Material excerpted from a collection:
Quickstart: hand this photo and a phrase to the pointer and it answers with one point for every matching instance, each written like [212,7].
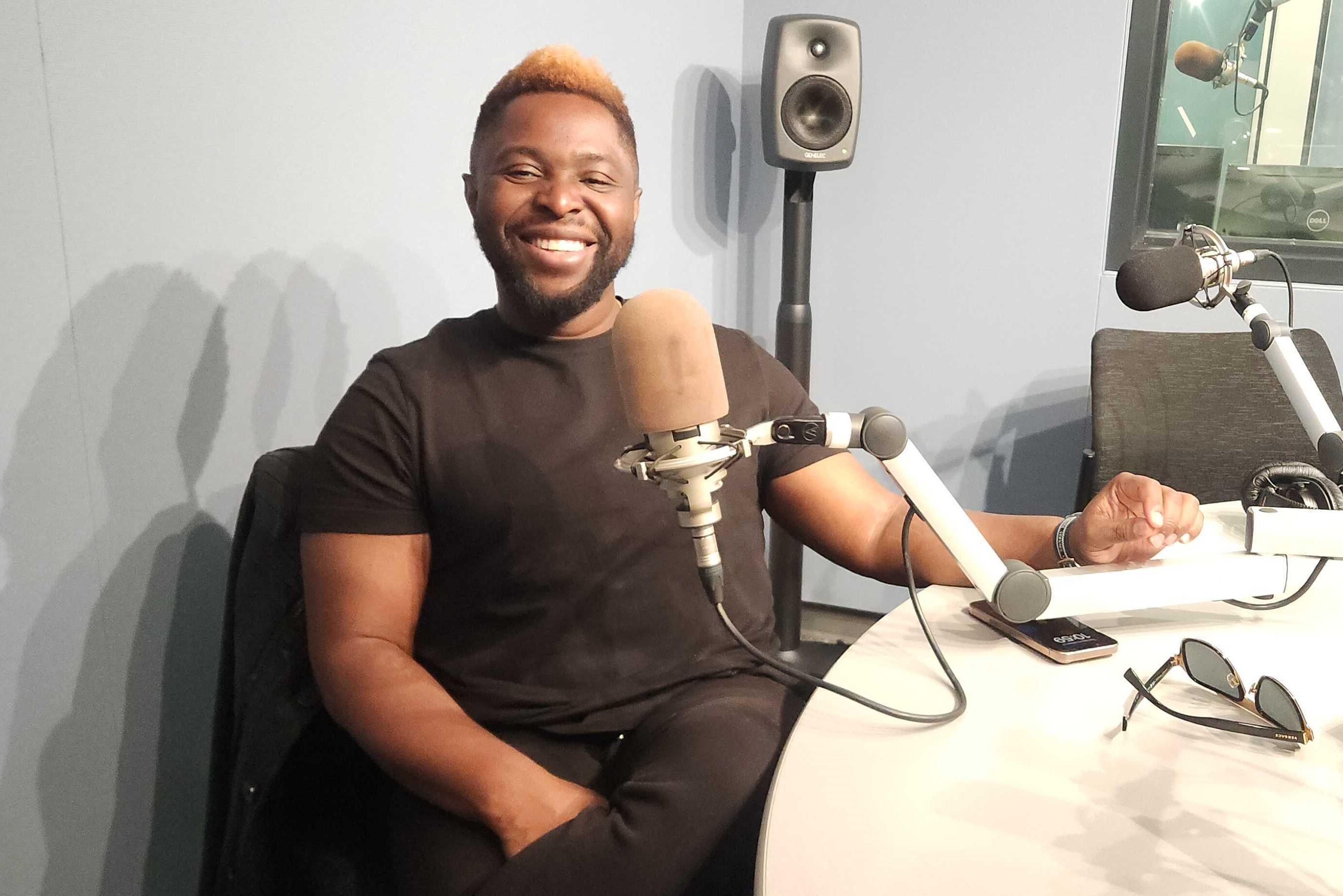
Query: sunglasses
[1205,664]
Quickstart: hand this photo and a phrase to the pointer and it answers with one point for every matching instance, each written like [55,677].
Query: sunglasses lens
[1208,668]
[1277,706]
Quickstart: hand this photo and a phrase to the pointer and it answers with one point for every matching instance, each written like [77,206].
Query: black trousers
[687,790]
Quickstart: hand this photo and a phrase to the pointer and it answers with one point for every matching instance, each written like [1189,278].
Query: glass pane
[1275,703]
[1208,668]
[1249,133]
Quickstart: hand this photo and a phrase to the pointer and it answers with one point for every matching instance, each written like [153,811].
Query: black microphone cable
[712,581]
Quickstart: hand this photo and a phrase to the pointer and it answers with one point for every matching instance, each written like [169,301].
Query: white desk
[1036,790]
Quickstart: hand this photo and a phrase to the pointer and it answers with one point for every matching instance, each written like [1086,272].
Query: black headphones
[1291,485]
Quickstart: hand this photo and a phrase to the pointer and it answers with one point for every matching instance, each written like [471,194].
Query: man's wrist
[1064,542]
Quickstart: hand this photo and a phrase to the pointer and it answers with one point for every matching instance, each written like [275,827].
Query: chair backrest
[277,824]
[1198,412]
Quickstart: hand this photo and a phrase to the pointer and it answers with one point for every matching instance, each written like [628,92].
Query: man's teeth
[560,245]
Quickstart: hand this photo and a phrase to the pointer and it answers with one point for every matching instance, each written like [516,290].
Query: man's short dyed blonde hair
[555,69]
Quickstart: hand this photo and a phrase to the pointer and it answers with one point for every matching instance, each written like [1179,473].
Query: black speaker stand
[793,347]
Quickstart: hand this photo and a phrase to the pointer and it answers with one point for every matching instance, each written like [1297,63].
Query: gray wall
[210,218]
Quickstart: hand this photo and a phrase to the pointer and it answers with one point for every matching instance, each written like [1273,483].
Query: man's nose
[560,197]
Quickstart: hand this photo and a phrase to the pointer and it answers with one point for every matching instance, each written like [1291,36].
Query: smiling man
[515,633]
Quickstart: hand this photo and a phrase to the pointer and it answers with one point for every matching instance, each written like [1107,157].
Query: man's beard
[544,309]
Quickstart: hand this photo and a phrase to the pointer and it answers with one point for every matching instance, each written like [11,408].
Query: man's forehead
[559,124]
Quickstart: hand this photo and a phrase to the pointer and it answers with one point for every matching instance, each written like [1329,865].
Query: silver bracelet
[1065,559]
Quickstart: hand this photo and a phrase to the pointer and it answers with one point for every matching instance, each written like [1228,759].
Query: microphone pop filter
[667,363]
[1198,61]
[1159,279]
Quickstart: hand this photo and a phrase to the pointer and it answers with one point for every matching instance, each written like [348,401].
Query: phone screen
[1064,634]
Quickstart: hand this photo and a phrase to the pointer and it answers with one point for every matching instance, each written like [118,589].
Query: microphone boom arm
[1017,592]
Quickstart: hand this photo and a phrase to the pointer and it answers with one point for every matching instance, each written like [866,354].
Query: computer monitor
[1283,202]
[1185,186]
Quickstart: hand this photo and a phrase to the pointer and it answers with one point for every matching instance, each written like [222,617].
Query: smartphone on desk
[1063,640]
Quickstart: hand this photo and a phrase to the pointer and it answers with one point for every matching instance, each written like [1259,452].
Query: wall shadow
[106,763]
[704,144]
[759,188]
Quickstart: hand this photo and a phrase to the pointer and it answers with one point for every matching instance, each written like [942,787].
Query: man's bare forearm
[1013,538]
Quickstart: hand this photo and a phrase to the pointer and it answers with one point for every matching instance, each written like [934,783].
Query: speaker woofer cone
[817,112]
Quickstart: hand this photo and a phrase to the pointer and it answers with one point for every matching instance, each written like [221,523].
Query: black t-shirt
[562,593]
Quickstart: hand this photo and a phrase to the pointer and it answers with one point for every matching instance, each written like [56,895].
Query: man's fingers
[1191,514]
[1142,496]
[1134,529]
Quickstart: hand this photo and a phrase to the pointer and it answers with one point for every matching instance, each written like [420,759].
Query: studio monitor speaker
[810,85]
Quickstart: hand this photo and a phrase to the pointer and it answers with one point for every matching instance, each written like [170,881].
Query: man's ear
[470,193]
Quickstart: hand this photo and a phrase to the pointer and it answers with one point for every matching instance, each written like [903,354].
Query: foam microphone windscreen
[1198,61]
[1159,279]
[667,363]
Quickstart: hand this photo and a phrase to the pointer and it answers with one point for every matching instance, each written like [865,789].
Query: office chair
[296,805]
[1197,412]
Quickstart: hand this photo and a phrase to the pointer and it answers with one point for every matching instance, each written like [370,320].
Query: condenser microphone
[1197,60]
[1165,277]
[671,381]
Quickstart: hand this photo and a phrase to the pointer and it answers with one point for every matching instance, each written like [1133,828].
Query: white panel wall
[254,197]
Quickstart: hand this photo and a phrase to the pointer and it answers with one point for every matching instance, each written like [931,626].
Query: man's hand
[1131,519]
[543,809]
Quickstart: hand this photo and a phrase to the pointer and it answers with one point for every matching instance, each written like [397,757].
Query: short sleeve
[366,472]
[785,398]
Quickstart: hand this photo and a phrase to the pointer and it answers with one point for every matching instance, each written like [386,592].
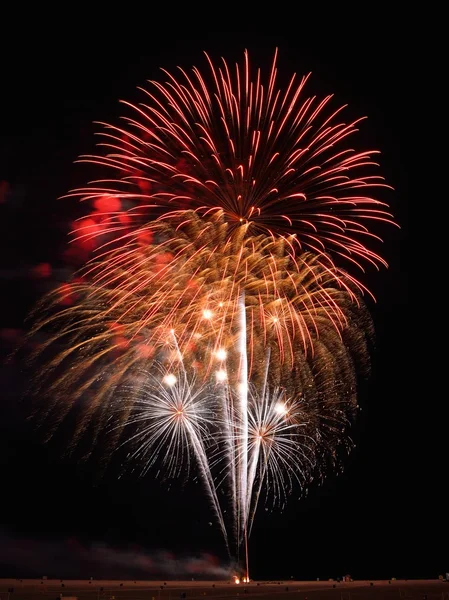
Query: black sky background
[385,516]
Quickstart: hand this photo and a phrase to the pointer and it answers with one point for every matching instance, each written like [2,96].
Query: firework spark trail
[211,258]
[243,417]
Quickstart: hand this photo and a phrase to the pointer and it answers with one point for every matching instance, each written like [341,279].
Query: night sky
[384,516]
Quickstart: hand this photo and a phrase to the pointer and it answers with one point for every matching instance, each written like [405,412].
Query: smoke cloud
[21,557]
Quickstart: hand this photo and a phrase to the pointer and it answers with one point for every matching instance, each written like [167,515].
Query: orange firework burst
[213,320]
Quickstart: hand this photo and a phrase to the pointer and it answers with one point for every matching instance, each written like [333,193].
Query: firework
[214,323]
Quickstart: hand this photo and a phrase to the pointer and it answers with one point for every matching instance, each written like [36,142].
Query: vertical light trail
[204,470]
[243,417]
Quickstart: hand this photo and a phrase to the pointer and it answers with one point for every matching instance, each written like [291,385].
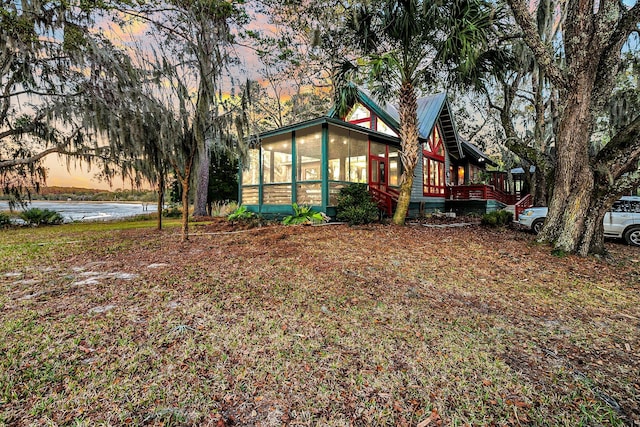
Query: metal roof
[430,109]
[474,153]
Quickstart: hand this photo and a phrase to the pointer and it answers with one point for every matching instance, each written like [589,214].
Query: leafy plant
[5,220]
[37,216]
[497,218]
[303,215]
[355,205]
[240,214]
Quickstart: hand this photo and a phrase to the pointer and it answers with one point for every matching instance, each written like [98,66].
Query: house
[309,162]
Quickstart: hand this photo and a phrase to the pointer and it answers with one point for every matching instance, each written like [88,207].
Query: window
[433,165]
[277,169]
[309,154]
[251,178]
[276,159]
[347,155]
[251,175]
[395,167]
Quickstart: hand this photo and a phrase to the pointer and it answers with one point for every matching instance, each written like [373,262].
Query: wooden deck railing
[386,200]
[524,203]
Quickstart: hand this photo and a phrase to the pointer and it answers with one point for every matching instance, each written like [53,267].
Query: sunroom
[308,163]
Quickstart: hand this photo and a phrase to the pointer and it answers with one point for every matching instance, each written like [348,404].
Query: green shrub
[355,205]
[497,218]
[37,216]
[240,214]
[303,215]
[5,220]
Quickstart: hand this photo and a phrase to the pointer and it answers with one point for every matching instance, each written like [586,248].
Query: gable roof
[430,109]
[475,154]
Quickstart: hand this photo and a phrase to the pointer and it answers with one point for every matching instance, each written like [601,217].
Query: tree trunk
[160,200]
[202,182]
[409,148]
[185,210]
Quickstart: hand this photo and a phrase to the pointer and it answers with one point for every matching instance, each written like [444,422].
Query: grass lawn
[118,324]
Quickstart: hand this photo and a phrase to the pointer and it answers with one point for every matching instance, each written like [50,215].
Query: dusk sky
[85,176]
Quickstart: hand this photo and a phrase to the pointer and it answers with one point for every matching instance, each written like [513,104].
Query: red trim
[430,188]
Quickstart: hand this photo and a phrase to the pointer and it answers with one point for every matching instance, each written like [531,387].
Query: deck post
[294,169]
[325,166]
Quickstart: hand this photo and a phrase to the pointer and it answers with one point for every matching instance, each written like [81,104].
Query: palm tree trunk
[409,148]
[185,210]
[160,200]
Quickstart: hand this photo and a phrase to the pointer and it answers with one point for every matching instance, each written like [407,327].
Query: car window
[619,206]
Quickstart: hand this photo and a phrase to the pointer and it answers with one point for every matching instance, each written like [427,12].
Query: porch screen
[309,166]
[277,164]
[347,155]
[251,178]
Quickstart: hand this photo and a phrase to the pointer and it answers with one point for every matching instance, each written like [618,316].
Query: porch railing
[386,200]
[524,203]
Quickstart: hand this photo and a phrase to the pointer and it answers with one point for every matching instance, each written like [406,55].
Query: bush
[497,218]
[303,215]
[37,216]
[5,220]
[355,205]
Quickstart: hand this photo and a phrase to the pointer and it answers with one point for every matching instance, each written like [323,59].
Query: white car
[622,221]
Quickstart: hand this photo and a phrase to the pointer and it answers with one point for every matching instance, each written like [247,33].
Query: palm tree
[406,45]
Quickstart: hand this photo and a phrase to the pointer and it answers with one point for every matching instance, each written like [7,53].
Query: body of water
[90,211]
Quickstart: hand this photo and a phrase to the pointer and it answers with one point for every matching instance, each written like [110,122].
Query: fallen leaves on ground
[330,325]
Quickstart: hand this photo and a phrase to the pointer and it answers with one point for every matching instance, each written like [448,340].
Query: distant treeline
[90,194]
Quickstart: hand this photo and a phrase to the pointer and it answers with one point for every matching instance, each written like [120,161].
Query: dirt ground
[315,325]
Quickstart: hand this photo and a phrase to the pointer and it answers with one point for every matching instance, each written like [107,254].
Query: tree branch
[621,154]
[533,40]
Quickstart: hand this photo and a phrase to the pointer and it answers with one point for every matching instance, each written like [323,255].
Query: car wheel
[537,225]
[632,236]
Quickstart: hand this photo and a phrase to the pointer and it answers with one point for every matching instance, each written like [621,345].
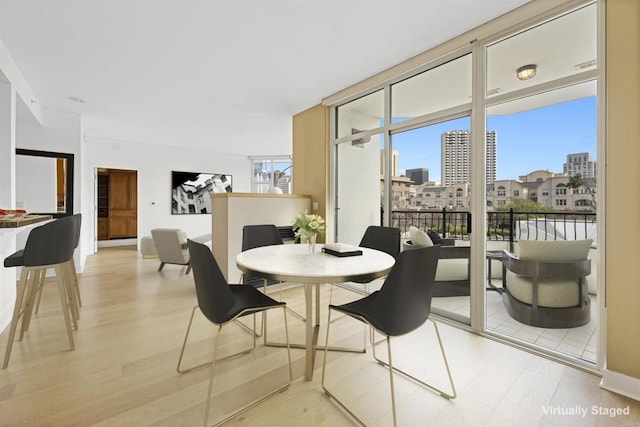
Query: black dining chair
[222,303]
[48,246]
[257,236]
[402,305]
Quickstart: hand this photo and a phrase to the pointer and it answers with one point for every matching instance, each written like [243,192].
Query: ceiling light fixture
[76,99]
[526,72]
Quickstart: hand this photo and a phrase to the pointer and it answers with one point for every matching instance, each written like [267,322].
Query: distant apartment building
[544,187]
[418,176]
[580,164]
[402,189]
[547,188]
[430,196]
[455,155]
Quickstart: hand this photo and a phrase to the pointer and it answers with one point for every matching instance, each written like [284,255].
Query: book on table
[341,249]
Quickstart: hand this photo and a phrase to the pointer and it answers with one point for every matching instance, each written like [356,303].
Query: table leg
[309,344]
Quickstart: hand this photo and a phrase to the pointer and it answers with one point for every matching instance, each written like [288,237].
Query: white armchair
[171,245]
[545,283]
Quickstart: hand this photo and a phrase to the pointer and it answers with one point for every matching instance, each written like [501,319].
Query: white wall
[154,165]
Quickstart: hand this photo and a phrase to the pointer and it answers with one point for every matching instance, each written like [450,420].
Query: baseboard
[117,242]
[621,384]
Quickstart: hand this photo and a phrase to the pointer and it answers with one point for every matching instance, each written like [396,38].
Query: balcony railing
[502,225]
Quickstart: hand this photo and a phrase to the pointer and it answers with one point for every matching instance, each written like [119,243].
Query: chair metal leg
[324,368]
[213,366]
[74,280]
[393,390]
[40,287]
[444,394]
[392,369]
[17,313]
[184,344]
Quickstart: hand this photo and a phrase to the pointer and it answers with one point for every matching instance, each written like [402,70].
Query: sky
[538,139]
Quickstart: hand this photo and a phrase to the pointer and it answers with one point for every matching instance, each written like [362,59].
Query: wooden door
[123,204]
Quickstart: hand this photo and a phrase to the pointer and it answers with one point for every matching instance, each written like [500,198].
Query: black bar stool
[70,271]
[49,246]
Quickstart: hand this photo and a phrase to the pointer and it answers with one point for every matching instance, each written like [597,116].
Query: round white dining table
[294,263]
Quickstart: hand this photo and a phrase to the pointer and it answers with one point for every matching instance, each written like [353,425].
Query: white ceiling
[221,76]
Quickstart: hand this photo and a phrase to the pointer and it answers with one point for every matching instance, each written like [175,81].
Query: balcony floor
[579,343]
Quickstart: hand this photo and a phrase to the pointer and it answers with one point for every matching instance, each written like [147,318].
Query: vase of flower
[312,243]
[307,227]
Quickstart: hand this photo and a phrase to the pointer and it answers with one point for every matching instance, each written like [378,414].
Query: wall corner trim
[620,384]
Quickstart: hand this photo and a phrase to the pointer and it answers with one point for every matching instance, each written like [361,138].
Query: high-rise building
[418,176]
[456,157]
[580,164]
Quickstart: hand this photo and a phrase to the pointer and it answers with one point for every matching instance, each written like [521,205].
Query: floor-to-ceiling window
[537,146]
[542,104]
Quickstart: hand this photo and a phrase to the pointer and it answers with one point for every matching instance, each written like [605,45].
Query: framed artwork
[191,191]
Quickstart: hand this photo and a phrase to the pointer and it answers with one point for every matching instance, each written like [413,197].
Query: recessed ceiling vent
[586,65]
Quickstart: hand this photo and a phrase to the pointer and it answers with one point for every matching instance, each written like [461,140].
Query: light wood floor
[132,323]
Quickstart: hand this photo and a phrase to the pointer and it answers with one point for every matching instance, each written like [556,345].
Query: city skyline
[536,139]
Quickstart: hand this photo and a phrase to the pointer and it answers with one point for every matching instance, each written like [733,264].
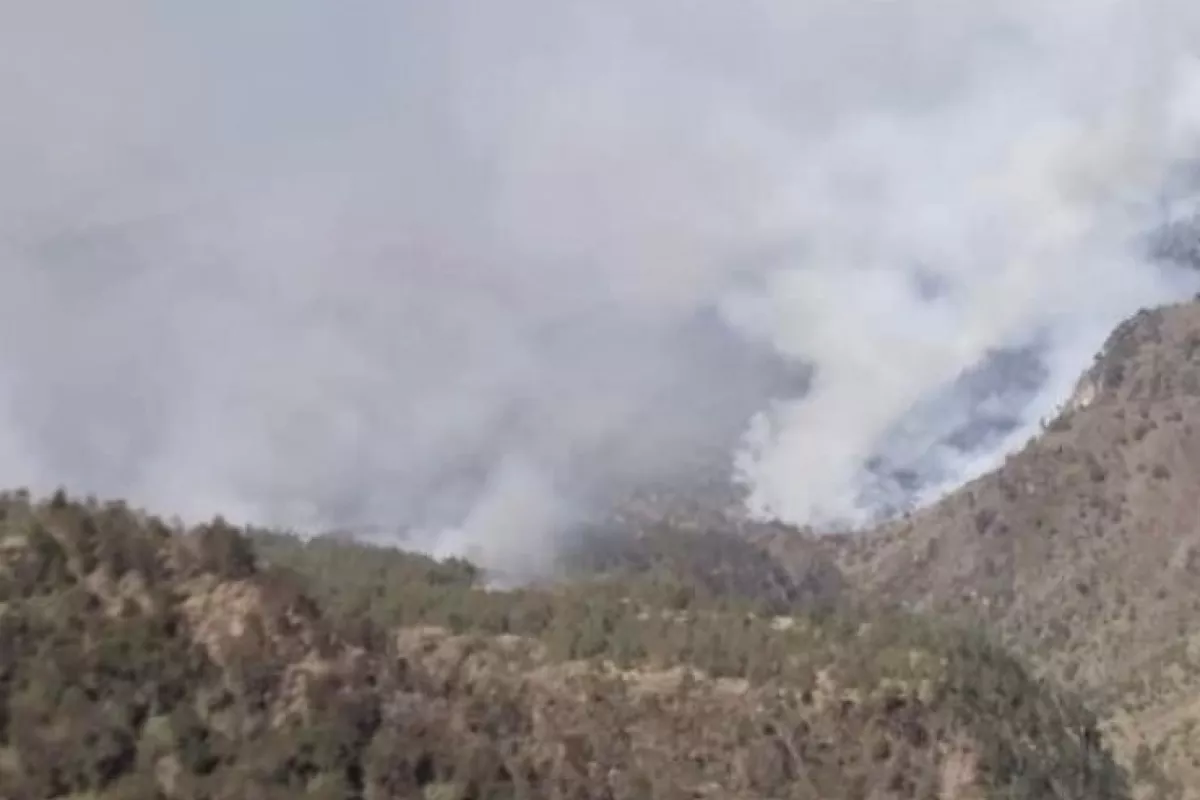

--- Requirements ---
Count the lines of the material above that contain the string "deck", and reply with the number alone.

--- Reply to the task ---
2